STATED GOAL >>
Lay out the lines of the rows below as a JSON list of strings, one string per line with blank lines left out. Include only the lines from the one containing "where: snow drift" through the one containing "[120,310,1134,394]", both ends included.

** start RECORDS FOR THIS TASK **

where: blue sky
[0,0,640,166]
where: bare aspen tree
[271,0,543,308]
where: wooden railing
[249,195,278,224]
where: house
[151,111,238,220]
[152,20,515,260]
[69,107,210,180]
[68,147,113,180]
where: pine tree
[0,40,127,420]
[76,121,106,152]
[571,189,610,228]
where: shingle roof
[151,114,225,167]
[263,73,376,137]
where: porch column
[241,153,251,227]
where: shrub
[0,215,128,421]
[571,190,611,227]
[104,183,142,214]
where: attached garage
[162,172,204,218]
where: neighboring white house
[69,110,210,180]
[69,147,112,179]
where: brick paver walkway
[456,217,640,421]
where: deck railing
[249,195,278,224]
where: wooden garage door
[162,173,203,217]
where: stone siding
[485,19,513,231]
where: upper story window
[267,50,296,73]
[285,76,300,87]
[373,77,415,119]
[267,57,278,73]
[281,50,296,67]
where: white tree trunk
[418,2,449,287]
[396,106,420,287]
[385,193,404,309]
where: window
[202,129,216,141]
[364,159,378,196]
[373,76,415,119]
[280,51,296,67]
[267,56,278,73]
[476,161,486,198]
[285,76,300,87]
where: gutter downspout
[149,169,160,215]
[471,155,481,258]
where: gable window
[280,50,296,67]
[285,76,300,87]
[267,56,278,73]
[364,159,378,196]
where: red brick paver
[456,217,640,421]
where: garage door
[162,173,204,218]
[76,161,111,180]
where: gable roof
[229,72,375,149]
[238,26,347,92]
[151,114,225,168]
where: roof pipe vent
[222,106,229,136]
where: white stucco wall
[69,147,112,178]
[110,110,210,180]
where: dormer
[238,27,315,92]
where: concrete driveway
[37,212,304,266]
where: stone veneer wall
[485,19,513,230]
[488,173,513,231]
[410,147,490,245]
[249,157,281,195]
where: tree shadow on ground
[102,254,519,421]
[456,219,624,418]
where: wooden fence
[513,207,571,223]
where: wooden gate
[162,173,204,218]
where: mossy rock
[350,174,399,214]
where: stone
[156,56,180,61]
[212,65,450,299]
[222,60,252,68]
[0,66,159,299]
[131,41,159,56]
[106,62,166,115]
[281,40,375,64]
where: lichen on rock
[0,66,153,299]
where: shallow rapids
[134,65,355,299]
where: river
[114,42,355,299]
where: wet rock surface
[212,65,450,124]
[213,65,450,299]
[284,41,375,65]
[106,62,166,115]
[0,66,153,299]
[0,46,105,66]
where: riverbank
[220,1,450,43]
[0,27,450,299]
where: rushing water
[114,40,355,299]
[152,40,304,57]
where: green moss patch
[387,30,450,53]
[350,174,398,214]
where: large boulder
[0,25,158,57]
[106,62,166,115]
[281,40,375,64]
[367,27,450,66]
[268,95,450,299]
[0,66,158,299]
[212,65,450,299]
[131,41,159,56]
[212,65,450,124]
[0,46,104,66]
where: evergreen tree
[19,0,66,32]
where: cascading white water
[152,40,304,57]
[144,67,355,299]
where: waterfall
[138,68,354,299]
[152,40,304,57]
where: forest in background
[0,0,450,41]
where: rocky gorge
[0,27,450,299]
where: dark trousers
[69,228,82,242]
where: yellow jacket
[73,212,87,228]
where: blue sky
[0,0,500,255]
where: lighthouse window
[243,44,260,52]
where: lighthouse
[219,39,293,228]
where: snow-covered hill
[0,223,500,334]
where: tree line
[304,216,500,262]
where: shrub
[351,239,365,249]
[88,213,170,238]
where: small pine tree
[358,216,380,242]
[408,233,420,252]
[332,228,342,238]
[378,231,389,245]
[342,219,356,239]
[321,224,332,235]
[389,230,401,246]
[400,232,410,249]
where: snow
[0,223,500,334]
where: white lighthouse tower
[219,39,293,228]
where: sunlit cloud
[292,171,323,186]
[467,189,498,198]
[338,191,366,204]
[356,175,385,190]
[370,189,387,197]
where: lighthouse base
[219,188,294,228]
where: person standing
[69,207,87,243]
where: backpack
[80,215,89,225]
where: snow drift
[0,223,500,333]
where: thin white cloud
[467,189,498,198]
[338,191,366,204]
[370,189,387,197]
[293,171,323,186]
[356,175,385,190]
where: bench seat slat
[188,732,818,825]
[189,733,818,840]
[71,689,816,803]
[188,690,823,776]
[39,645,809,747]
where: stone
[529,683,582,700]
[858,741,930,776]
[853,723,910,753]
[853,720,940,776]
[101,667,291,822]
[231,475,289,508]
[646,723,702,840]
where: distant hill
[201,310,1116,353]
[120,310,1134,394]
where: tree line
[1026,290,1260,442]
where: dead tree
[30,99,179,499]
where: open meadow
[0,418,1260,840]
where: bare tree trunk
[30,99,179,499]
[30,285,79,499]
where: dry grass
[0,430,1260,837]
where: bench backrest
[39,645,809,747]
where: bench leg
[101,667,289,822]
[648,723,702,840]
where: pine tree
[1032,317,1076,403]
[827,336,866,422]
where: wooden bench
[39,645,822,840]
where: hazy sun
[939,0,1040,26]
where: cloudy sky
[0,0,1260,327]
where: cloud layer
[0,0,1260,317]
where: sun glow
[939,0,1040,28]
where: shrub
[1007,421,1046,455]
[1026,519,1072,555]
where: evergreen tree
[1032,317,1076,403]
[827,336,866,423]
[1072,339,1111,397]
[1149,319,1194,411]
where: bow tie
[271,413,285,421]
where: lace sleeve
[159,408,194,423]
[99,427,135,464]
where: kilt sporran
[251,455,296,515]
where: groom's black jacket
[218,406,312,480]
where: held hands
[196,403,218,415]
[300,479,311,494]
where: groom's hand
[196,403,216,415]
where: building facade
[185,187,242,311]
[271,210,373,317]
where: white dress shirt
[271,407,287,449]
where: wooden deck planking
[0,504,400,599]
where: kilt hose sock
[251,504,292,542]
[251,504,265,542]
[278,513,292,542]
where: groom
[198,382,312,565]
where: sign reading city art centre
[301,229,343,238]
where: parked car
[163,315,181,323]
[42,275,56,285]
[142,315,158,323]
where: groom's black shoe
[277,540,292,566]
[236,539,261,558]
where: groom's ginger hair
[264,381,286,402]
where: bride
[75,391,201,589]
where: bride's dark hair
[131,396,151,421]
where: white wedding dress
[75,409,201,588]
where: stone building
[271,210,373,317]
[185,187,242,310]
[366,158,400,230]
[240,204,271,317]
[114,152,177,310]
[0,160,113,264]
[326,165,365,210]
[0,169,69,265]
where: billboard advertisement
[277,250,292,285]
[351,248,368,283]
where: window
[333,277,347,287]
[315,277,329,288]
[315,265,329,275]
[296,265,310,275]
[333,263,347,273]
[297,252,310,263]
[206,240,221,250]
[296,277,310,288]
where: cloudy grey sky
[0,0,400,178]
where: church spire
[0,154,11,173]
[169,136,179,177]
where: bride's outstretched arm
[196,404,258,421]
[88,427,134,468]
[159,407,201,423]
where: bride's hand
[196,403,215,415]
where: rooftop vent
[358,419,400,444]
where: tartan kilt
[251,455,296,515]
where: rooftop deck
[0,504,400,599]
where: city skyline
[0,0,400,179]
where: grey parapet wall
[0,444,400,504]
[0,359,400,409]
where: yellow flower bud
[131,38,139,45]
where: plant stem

** end RECORDS FOR THIS TASK **

THE RESPONSE >>
[
  "where: snow drift",
  "[0,223,500,333]",
  "where: thin white cloud",
  "[467,189,498,198]",
  "[338,191,366,204]",
  "[370,189,387,197]",
  "[293,171,323,186]",
  "[356,175,385,190]",
  "where: bench seat slat",
  "[188,732,818,825]",
  "[189,733,818,840]",
  "[71,689,816,803]",
  "[188,690,823,776]",
  "[39,645,809,747]",
  "where: stone",
  "[529,683,582,700]",
  "[858,741,930,776]",
  "[853,723,910,753]",
  "[853,720,940,776]",
  "[101,667,291,822]",
  "[231,475,289,508]",
  "[646,723,702,840]",
  "where: distant hill",
  "[201,310,1116,353]",
  "[120,310,1134,394]"
]